▶ MATERIAL SHOWN
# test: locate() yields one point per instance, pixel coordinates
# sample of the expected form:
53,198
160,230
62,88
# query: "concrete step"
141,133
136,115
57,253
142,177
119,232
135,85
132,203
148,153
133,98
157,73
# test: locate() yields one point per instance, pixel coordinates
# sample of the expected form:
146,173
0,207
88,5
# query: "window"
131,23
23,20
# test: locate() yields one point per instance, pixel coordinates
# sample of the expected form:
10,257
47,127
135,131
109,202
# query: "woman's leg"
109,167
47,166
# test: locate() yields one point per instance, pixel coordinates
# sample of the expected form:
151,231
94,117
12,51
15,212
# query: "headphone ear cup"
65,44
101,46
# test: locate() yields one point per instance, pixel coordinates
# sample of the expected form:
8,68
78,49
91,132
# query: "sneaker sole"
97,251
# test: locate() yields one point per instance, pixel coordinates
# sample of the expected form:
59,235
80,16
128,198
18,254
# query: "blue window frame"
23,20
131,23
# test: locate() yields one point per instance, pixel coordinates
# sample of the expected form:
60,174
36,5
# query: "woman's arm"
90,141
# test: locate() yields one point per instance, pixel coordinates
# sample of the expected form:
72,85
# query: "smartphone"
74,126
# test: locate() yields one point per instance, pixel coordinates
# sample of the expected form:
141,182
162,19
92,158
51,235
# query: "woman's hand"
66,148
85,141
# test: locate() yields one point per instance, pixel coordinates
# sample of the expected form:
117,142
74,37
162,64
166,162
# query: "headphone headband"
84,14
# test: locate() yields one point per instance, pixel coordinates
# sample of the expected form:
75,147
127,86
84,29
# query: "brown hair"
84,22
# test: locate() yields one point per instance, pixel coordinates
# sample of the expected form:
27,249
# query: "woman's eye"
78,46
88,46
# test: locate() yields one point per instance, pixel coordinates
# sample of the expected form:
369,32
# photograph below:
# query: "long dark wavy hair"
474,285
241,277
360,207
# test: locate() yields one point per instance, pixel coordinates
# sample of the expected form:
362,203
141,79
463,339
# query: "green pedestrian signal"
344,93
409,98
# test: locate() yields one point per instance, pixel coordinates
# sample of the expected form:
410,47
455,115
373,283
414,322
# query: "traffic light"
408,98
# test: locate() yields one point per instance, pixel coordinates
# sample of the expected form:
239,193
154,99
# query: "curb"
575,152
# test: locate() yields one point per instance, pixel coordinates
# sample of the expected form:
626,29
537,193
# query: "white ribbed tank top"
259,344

▶ WHAT IS BEING ASKED
The records above are to be repeated exactly, in their entirety.

▶ RESPONSE FOR THIS EXERCISE
# test: locate() yields one point per instance, pixel coordinates
# sample of the expected form:
53,198
160,230
62,88
# query: "concrete step"
141,133
136,115
57,253
142,177
119,232
135,85
132,203
148,153
133,98
157,73
# test: locate() yields one point per instance, pixel coordinates
# sample of the expected form:
146,173
0,207
88,5
# query: "window"
131,23
23,20
# test: locate() yields one point per instance, pixel coordinates
# sample of the expected form:
10,257
47,127
135,131
109,202
# query: "woman's leg"
109,167
47,166
# test: locate() yields one point per instance, pixel coordinates
# sample of the expected form:
151,231
94,117
12,51
15,212
# query: "headphone ear cup"
65,44
101,46
# test: locate() yields one point per instance, pixel coordinates
# sample of the expected form:
8,68
78,49
91,132
# query: "sneaker sole"
97,251
# test: locate() yields one point per instance, pixel coordinates
# sample of the expected form:
59,235
80,16
128,198
18,254
# query: "blue window frame"
23,20
131,23
# test: locate() yields one point per instance, pixel coordinates
# sample of the expected form:
60,174
36,5
# query: "woman's arm"
90,141
# test: locate() yields one point per instance, pixel coordinates
# sample of the expected form:
72,85
# query: "smartphone"
74,126
# test: locate() yields one point per instance, pixel coordinates
# sample of the expected form:
141,182
162,19
92,158
51,235
# query: "woman's hand"
66,148
85,141
# test: locate() yields one point per instance, pixel coordinates
# sample of the expected form:
117,142
74,37
162,64
166,162
# query: "headphone headband"
84,14
# test: locate() yields one point per instance, pixel coordinates
# sample of the expected form:
75,147
127,86
84,29
# query: "brown hair"
84,22
# test: locate() yields one point per instance, pixel coordinates
# sample of the expected form:
27,249
# query: "woman's eye"
78,46
88,46
# test: locate() yields one point per instance, pixel coordinates
# sample of the expected form:
369,32
# photograph below:
# query: "long dark wavy hair"
474,285
241,277
360,207
# test: locate() yields one point per instance, pixel coordinates
# sample of the expected form:
362,203
141,79
463,339
# query: "green pedestrian signal"
344,93
409,98
# test: locate() yields one point per instance, pixel coordinates
# sample of the expected form:
410,47
455,115
373,283
414,322
# query: "traffic light"
408,98
# test: locate() yields one point per instance, pixel coordinates
# sample of the expected form:
239,193
154,99
# query: "curb"
575,152
# test: locate() yields one point per instance, pixel coordinates
# sample of the expected form:
626,29
537,193
# query: "white ribbed tank top"
259,344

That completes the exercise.